Exercise requirements:
Copy out the whole listing exactly as written, leaving the pictures behind.
Begin Material to process
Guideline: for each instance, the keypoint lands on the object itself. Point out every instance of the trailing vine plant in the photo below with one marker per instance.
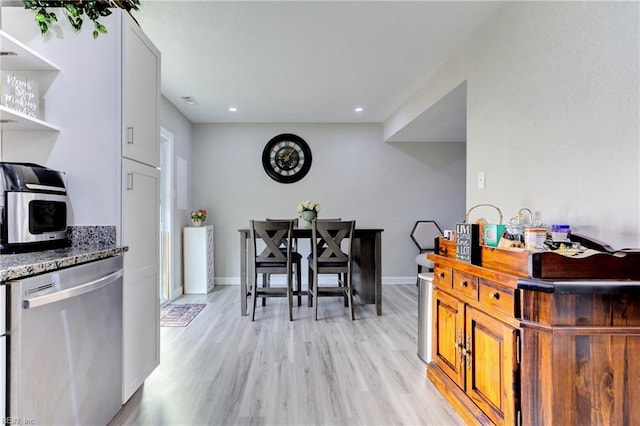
(76, 11)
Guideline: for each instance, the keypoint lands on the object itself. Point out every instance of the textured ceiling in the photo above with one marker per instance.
(304, 61)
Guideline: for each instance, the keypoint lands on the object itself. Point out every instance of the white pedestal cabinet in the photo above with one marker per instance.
(198, 259)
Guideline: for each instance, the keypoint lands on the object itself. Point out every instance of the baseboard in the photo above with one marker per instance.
(279, 280)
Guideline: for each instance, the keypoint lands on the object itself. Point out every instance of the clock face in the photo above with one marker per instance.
(286, 158)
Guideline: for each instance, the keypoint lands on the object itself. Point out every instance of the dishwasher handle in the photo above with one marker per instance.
(34, 302)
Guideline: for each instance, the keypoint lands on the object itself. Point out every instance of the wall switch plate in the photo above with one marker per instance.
(481, 180)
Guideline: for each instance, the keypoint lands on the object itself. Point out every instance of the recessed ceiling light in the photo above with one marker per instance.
(189, 100)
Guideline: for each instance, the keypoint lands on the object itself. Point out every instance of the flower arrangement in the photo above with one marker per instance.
(199, 215)
(309, 206)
End Material to process
The output:
Guideline: for each instance, the keypoint lands on the object itself. Point out every instance of the trailing vine plant in the photo below with one marker per instance.
(76, 11)
Guideline: for each instance, the keypoint lands on the object itself. Point out every instance of the textured ceiling in the photo above with one marker per instance.
(304, 61)
Guideline: for each instance, the keypoint lands on the object itself. Point out every instance of the white pedestal cabinet in the photo above with one marker per instance.
(198, 259)
Guideline: for each instance, the keypoint lands on the object itself. Point out every instance of the baseboard in the photo above with one marker per instance.
(279, 280)
Guideline: for each instance, the keypoint lands on the object itself. Point out every instance of the clock face in the photo above with one marker per instance.
(286, 158)
Guideline: for each instance, the keypoint lands on the object itself. Point out every instance of the dishwasher handle in the photo above with one marker per instance.
(34, 302)
Guideline: for each instance, the keypoint lands on the object itself. Point out every instance of the wall switch plate in the photo above with one marker per instance.
(481, 180)
Guideline: for each instance, the keypoint lands on the object itself. Point out every instance of the recessed ceiling light in the photo above with one marker per instance.
(189, 100)
Guideline: for each instance, the keypoint lands on the object itself. Point out every instance of the flower arrangement in the photo above with one marker per instance.
(199, 215)
(309, 206)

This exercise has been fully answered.